- SHORT TASK A -
In the records, from the line containing "Could you please point out the glowing" through the end of the records, swap "photograph" for "image" and write those lines out again with nothing else changed.

Overwriting app/main.py


# 3.0 Infrastructure & Deployment
This section constructs the Docker environment, configures Google Cloud services (Artifact Registry, Tasks, Firestore), and executes the Cloud Run deployment.

In [None]:
%%writefile Dockerfile
# --- Dockerfile ---
# Defines the runtime environment for Cloud Run.

FROM python:3.9-slim

WORKDIR /app

# Install System Dependencies
# 'ffmpeg' is crucial for MoviePy. 'libgl1' is for OpenCV.
RUN apt-get update && apt-get install -y libgl1 libglib2.0-0 ffmpeg && rm -rf /var/lib/apt/lists/*

# Install Python Deps
# FIX: We explicitly pin "moviepy==1.0.3" because 2.0 has breaking changes incompatible with our code.

- EXCERPTED RECORDS -
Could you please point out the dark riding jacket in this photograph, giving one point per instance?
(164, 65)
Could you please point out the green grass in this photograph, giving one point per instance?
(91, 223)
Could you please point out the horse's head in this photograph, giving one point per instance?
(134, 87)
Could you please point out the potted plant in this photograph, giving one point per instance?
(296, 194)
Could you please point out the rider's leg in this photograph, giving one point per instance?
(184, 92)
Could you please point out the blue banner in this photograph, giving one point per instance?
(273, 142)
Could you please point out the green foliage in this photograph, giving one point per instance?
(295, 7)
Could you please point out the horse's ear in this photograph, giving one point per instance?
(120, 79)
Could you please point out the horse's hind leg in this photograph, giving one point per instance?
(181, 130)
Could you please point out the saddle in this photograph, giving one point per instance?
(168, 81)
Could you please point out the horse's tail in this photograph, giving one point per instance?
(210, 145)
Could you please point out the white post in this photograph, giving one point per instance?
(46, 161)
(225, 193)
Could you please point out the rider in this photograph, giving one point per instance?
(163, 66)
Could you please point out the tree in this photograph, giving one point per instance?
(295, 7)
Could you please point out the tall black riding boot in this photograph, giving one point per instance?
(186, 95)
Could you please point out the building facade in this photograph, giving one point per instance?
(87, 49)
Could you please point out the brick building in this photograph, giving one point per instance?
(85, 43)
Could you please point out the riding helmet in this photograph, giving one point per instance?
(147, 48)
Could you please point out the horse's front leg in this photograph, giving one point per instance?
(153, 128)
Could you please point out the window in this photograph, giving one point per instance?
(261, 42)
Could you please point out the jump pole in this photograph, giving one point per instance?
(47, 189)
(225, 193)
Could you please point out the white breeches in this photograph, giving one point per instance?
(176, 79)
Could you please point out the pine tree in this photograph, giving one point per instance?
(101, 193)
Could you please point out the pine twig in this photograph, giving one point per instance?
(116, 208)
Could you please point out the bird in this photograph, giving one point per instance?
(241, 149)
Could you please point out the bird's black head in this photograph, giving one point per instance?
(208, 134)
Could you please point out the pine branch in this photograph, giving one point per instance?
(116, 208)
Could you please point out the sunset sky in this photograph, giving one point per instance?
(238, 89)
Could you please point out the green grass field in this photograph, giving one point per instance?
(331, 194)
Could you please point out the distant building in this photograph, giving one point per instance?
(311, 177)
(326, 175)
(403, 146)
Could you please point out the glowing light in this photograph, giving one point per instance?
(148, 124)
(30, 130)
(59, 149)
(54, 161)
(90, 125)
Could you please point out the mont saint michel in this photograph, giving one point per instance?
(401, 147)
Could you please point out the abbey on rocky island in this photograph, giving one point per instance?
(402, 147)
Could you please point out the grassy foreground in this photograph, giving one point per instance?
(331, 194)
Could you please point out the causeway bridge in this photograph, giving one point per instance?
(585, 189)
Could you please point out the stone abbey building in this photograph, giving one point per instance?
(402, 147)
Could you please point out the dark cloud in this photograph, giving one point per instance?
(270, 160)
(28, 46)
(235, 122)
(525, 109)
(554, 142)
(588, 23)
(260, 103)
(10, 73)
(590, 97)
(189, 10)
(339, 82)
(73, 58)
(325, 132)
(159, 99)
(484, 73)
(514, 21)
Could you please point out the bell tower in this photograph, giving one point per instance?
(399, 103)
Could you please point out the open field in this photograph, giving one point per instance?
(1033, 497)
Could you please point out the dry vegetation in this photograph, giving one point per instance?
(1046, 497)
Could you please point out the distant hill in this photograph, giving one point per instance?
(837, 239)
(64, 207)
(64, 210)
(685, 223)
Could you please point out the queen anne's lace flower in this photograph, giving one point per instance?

- SHORT TASK B -
In the Dockerfile excerpt, why is MoviePy pinned to version 1.0.3?

- RESPONSE A -
Could you please point out the glowing light in this image, giving one point per instance?
(148, 124)
(30, 130)
(59, 149)
(54, 161)
(90, 125)
Could you please point out the mont saint michel in this image, giving one point per instance?
(401, 147)
Could you please point out the abbey on rocky island in this image, giving one point per instance?
(402, 147)
Could you please point out the grassy foreground in this image, giving one point per instance?
(331, 194)
Could you please point out the causeway bridge in this image, giving one point per instance?
(585, 189)
Could you please point out the stone abbey building in this image, giving one point per instance?
(402, 147)
Could you please point out the dark cloud in this image, giving one point per instance?
(270, 160)
(28, 46)
(235, 122)
(525, 109)
(554, 142)
(588, 23)
(260, 103)
(10, 73)
(590, 97)
(189, 10)
(339, 82)
(73, 58)
(325, 132)
(159, 99)
(484, 73)
(514, 21)
Could you please point out the bell tower in this image, giving one point per instance?
(399, 103)
Could you please point out the open field in this image, giving one point per instance?
(1033, 497)
Could you please point out the dry vegetation in this image, giving one point per instance?
(1046, 497)
Could you please point out the distant hill in this image, giving one point per instance?
(837, 239)
(64, 207)
(64, 210)
(685, 223)
Could you please point out the queen anne's lace flower in this image, giving one point per instance?

- RESPONSE B -
Version 2.0 of MoviePy has breaking changes that are incompatible with the project's code. Pinning "moviepy==1.0.3" keeps the older, compatible release.